Data pulled from a collection
+ + +

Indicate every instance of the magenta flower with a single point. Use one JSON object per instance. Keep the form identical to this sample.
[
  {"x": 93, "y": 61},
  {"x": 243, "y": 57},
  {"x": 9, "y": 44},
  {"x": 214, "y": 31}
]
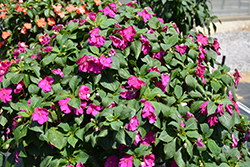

+ + +

## [TASK INSTRUCTIONS]
Copy out the lines above word for word, leaving out the pictures.

## [WRITTEN RESPONSE]
Indicate every instance of the magenta flower with a single point. Use one JSON object per instance. Keep the form identical to this sample.
[
  {"x": 93, "y": 61},
  {"x": 243, "y": 57},
  {"x": 9, "y": 44},
  {"x": 214, "y": 31}
]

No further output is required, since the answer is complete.